### Records provided ###
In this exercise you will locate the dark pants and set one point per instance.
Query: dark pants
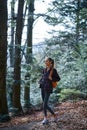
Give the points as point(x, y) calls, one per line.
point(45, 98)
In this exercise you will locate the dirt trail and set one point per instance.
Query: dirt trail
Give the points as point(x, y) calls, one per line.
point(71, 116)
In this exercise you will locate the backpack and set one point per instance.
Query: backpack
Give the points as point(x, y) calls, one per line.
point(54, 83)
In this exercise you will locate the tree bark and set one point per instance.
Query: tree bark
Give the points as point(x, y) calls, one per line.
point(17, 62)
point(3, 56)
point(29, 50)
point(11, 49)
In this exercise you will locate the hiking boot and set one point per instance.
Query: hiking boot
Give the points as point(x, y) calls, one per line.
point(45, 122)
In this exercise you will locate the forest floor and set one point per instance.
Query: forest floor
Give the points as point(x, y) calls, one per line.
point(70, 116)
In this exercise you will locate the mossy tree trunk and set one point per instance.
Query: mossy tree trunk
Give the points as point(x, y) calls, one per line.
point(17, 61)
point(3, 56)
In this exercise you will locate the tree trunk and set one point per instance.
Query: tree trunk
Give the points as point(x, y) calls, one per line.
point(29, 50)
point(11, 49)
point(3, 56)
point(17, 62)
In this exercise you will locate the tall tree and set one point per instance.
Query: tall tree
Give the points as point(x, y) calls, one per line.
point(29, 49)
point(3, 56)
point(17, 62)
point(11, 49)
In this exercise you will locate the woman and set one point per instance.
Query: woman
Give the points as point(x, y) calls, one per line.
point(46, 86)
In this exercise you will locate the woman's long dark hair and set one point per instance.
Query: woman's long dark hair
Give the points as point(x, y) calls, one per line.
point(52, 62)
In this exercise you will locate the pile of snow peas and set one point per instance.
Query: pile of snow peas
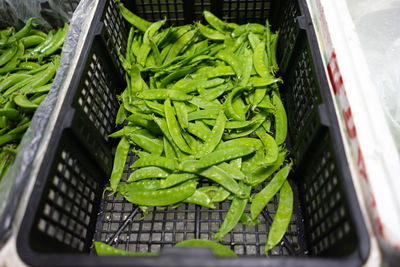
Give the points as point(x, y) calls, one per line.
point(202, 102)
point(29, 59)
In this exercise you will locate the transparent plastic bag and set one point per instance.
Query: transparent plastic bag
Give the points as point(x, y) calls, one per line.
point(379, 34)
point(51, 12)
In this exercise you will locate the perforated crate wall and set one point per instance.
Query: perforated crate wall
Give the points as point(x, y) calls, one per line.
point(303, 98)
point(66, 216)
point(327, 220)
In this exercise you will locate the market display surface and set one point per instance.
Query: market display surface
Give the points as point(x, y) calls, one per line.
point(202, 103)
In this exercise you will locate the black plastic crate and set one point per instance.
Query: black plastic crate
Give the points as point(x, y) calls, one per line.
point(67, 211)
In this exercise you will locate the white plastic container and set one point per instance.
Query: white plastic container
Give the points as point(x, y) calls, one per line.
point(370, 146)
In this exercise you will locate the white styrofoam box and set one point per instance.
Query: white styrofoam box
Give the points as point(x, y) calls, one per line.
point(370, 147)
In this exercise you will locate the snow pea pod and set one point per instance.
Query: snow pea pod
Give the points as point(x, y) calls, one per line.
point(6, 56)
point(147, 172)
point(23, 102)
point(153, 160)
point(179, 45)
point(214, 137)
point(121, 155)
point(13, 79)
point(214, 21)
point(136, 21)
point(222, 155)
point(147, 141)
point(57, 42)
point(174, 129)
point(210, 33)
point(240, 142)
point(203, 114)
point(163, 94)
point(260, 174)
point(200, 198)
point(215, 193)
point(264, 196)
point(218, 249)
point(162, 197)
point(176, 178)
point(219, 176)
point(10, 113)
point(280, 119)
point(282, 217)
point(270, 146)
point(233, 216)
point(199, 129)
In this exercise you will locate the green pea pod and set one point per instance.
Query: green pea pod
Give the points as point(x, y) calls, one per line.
###
> Action item:
Go through the listing above and pull out each line containing the word "snow".

> Result of the task:
In this exercise you will locate the pile of snow peas and set one point per instance.
Query: pile of snow peas
In this exercise you will locate the snow pea pod and set one point per instance.
Query: snow pea pod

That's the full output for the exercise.